***** Given text
@assemblylanguage/humble
v2.0.0
Published
Bundle web pages for offline viewing
Downloads
1
Readme
Humble (HTML Bundler)
Bundle web pages for offline viewing
Table of Contents
Overview
A web page bundler, similar to Monolith, with these in mind:
- Security: Incorporates DOM Purify and custom sanitizers to remove possible malware from bundles.
- Speed: Resources are fetched asynchronously when they are needed for bundling. Any resources not needed are not fetched to improve speed.
- Efficiency: High levels of minification and compressions through Terser, Clean CSS, HTML Minifier, and many more custom minifiers.
- Extensibility: Extensive CLI API for customizing bundling process.
Usage
Creating an archive of a webpage:
humble \
https://wikipedia.org/wiki/Unix \
--out archive.html
Adding a custom style sheet to the archive:
humble \
https://wikipedia.org/wiki/Unix \
--inject-custom-style-sheet ./styles.css \
--out archive.html
Creating a safe archive by removing scripts, frames, URLs, etc.
humble \
https://wikipedia.org/wiki/Unix \
--sanitize \
--out archive.html
Minifying HTML, CSS, and JS in the archive:
humble \
https://wikipedia.org/wiki/Unix \
--minify \
--out archive.html
Beautifying HTML, CSS, and JS in the archive:
humble \
https://wikipedia.org/wiki/Unix \
--beautify \
--out archive.html
Grayscaling the archive:
humble \
https://wikipedia.org/wiki/Unix \
--grayscale \
--out archive.html
Additional options through the --help
command:
Usage: humble [options] <url>
Humble - HTML page bundler.
Arguments:
url The URL of the page that will be bundled. Either an absolute HTTP URL or relative or absolute file URL.
Options:
-v, --version output the version number
-o --out <type> The path of the file that the HTML archive will be written to.
-s --silent Silences all of the console output.
-c --check-dependencies Checks which dependencies used by Humble are available on the platform.
--use-title Uses the title of the document as the output file name.
--remove-style-tags Removes `<style>` tags from the HTML page.
**********
***** Excerpted records
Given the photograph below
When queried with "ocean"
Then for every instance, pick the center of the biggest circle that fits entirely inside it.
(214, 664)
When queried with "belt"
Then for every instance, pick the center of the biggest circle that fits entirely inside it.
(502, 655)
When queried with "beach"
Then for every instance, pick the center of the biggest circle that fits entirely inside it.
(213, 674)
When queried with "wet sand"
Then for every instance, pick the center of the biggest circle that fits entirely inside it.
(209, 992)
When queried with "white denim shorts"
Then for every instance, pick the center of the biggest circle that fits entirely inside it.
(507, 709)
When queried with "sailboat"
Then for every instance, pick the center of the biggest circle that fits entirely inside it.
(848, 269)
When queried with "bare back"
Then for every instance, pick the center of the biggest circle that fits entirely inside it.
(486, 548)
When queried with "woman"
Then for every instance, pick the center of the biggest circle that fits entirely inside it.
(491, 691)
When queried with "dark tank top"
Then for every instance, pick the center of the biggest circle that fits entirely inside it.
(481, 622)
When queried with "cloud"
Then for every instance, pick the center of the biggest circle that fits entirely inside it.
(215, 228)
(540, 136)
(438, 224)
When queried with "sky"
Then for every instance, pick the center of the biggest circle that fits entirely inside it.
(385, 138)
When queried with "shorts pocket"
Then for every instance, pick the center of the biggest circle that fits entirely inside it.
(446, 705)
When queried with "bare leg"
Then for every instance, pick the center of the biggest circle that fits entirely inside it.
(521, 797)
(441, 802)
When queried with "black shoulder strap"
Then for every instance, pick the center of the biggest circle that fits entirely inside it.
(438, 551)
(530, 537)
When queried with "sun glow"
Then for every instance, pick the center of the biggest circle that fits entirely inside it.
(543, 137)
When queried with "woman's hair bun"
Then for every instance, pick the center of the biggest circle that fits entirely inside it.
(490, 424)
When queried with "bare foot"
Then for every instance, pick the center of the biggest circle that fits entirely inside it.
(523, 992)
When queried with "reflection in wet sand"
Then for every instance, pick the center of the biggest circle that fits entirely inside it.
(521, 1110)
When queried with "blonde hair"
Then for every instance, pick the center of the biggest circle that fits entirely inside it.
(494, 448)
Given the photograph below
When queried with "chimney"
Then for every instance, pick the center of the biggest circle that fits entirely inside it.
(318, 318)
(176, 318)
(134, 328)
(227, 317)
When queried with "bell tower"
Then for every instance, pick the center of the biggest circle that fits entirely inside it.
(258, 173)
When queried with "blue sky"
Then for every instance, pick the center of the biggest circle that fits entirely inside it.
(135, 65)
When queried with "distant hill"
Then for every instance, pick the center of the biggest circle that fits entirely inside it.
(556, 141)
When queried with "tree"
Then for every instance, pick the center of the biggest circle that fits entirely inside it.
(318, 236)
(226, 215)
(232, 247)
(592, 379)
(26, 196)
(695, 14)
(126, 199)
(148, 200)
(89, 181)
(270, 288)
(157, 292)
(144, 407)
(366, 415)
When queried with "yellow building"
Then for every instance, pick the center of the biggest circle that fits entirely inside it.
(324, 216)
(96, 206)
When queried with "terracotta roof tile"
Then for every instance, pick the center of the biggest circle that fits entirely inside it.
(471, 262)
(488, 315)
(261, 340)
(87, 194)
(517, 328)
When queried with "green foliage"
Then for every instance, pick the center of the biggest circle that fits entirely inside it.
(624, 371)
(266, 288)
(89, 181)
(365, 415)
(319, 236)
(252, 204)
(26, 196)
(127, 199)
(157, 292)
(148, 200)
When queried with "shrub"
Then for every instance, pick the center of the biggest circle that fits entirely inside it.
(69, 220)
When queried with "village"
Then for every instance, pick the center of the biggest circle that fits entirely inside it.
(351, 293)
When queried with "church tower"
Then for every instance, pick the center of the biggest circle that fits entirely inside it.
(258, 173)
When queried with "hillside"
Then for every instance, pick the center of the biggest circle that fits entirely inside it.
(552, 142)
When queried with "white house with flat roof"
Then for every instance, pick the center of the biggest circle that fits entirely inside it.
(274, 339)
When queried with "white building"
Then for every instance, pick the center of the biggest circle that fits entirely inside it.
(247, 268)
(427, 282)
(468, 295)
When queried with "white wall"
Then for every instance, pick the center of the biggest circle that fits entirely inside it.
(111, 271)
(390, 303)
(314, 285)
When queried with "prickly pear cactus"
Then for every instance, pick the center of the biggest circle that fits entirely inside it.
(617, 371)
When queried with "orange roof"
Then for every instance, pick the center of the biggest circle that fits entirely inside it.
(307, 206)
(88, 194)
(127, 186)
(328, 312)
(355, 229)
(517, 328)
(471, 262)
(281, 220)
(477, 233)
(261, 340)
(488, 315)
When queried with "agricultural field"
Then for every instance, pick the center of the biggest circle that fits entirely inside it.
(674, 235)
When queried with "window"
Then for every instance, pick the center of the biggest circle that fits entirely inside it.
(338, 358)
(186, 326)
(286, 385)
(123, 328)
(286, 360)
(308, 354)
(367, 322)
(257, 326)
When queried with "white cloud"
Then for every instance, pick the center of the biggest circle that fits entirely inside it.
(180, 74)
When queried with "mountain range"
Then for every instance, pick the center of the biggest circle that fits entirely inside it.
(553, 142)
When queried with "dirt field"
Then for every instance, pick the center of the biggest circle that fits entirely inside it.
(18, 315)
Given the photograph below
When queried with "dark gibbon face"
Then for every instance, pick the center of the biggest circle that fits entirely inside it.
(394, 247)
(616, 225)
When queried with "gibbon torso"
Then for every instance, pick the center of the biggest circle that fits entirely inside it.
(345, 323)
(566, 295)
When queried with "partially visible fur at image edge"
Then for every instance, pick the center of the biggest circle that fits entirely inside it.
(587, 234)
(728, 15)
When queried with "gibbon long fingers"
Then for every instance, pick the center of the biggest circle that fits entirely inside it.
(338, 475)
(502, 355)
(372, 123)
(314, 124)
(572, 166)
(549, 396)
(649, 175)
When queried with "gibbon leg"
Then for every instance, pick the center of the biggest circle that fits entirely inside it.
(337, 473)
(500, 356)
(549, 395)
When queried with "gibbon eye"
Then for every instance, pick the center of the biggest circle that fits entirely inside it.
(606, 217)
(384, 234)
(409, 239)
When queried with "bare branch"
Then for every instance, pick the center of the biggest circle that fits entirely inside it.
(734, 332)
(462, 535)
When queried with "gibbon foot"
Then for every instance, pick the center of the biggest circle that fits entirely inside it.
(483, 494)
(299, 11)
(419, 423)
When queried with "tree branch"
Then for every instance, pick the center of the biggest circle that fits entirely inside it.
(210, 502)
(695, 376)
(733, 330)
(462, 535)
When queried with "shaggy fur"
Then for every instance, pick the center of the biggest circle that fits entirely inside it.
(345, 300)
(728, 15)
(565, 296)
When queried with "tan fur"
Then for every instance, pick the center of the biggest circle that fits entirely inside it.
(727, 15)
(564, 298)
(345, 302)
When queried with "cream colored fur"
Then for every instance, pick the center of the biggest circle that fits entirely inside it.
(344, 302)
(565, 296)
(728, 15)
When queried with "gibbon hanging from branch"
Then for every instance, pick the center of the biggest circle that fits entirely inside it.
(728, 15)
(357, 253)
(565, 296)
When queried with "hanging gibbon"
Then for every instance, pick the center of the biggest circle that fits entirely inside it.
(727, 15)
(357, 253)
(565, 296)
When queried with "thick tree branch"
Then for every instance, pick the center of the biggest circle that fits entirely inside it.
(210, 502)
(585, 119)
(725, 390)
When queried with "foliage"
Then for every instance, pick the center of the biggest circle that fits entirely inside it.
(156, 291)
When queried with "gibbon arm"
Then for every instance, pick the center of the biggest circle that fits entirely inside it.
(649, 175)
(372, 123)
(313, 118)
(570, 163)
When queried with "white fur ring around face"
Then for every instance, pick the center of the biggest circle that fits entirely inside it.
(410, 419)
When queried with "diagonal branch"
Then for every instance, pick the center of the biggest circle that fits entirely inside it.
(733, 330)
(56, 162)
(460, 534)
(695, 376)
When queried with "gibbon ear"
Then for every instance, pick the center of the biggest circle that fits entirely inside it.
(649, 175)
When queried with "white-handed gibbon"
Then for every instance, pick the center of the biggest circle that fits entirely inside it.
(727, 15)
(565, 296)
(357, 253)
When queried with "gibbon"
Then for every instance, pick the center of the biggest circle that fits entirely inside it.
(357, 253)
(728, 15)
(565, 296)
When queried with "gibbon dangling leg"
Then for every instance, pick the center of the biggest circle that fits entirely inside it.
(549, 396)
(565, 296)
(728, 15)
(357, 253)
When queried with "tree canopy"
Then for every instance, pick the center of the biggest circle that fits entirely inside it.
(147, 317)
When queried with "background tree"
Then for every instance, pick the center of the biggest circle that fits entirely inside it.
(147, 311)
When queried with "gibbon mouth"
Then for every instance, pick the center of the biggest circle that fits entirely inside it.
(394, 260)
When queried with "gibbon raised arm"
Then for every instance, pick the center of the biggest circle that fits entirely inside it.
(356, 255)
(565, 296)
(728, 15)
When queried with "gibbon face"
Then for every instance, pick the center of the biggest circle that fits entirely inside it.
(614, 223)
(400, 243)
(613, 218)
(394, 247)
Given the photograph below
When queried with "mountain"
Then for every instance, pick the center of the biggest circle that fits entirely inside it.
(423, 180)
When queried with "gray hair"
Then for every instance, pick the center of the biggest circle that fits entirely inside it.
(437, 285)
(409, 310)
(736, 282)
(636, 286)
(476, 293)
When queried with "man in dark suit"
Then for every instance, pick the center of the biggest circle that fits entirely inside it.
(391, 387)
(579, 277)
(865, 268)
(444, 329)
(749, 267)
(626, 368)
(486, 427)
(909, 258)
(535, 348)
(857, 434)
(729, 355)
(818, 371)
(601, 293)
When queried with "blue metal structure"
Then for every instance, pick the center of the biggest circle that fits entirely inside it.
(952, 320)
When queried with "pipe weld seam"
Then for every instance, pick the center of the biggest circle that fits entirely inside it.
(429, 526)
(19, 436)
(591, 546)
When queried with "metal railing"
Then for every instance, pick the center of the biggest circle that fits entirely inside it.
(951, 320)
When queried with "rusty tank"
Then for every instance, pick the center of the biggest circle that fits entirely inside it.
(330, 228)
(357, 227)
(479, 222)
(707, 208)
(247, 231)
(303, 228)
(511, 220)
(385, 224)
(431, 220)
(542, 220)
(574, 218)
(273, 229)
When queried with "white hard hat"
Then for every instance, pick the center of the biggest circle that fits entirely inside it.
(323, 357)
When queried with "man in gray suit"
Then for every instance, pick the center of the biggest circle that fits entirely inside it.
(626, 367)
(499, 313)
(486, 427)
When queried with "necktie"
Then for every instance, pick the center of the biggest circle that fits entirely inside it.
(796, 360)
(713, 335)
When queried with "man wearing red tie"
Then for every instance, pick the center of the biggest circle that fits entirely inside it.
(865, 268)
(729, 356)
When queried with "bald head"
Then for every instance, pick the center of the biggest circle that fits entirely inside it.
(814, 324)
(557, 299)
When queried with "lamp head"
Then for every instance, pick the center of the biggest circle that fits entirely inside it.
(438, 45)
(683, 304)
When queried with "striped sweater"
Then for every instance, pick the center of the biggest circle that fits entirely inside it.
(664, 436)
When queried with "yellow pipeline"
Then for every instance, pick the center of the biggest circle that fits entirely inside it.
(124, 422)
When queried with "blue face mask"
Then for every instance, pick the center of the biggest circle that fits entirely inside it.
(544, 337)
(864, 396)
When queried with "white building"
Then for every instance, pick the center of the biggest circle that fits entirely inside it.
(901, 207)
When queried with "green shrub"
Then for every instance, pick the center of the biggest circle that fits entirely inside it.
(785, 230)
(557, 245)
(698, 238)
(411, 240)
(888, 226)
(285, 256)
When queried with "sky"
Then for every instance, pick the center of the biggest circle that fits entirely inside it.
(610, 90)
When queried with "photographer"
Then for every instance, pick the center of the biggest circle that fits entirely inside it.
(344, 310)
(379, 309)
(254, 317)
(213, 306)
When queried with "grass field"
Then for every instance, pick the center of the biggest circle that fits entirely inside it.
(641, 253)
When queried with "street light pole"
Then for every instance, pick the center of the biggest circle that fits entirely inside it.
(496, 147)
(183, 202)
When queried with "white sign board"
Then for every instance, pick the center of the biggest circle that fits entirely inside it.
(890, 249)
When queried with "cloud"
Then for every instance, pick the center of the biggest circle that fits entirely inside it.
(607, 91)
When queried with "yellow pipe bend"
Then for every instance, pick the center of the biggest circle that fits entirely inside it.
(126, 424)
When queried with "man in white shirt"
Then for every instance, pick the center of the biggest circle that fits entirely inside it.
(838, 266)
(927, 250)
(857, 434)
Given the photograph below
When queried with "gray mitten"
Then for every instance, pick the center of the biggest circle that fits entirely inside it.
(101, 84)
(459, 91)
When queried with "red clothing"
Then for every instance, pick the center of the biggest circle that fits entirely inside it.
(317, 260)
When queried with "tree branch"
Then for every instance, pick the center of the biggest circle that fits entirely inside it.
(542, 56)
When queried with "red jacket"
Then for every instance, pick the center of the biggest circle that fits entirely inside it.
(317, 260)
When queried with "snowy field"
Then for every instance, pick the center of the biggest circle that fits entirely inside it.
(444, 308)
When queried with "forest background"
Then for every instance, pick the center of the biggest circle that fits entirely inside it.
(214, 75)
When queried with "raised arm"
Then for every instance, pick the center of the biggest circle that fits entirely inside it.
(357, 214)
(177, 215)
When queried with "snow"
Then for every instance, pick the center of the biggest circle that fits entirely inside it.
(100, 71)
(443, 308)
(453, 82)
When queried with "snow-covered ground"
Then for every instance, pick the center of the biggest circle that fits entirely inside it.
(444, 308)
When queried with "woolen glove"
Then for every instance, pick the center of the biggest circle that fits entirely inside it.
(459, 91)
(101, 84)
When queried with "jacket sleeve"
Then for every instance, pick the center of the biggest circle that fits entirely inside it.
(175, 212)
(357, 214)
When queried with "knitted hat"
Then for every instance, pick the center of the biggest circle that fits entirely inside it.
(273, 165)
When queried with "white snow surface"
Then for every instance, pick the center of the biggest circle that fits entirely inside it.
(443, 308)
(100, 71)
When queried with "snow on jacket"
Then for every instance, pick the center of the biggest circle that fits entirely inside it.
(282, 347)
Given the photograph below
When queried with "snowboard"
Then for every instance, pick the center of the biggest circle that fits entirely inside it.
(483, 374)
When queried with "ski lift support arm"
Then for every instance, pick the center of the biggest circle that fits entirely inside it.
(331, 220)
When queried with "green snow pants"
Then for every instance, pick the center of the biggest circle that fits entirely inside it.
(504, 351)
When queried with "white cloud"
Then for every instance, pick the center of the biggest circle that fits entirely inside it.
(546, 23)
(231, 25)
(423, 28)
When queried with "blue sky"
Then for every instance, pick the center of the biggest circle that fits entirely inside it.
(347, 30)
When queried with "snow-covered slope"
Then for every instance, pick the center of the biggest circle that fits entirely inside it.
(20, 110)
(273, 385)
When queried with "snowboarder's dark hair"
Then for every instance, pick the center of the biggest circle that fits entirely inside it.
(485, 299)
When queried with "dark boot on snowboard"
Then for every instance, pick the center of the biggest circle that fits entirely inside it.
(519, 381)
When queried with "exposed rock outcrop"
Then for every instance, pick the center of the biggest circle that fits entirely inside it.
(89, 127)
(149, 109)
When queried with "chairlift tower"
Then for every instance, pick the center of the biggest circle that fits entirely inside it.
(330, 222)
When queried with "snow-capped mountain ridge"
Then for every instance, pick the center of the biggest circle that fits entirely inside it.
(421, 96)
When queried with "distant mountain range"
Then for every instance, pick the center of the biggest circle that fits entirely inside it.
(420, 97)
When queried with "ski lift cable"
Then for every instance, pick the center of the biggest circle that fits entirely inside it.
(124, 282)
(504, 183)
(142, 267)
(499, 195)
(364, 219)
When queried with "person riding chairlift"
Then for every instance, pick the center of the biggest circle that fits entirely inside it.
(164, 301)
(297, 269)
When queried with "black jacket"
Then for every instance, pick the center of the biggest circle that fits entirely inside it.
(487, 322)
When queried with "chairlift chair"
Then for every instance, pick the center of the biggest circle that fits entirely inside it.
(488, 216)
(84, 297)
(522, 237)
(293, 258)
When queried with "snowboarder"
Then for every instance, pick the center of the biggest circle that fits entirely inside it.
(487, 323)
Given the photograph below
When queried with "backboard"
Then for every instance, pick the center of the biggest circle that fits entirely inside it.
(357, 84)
**********
# Actions to take:
(a) Rewrite the paragraph of the Humble readme that begins "Speed: Resources are fetched" as a shorter list, keeping its main facts.
(b) Using the Humble readme, decide whether each statement is true, answering yes or no and quoting the words that settle it: (i) Humble uses Terser for minification. (ii) The --sanitize option adds a custom style sheet to the archive. (iii) The -s option silences console output.
(c) From the Humble readme, reproduce the lines that begin with "-c --check-dependencies Checks" and end after "the HTML page.", swapping "platform" for "system".

# Answers provided:
(a)
- Speed: resources are fetched asynchronously, only when bundling needs them.
- Resources that aren't needed are skipped, which improves speed.

(b)
(i) Yes: "High levels of minification and compressions through Terser, Clean CSS, HTML Minifier, and many more custom minifiers."
(ii) No: "Creating a safe archive by removing scripts, frames, URLs, etc."
(iii) Yes: "-s --silent Silences all of the console output."

(c)
-c --check-dependencies Checks which dependencies used by Humble are available on the system.
--use-title Uses the title of the document as the output file name.
--remove-style-tags Removes `<style>` tags from the HTML page.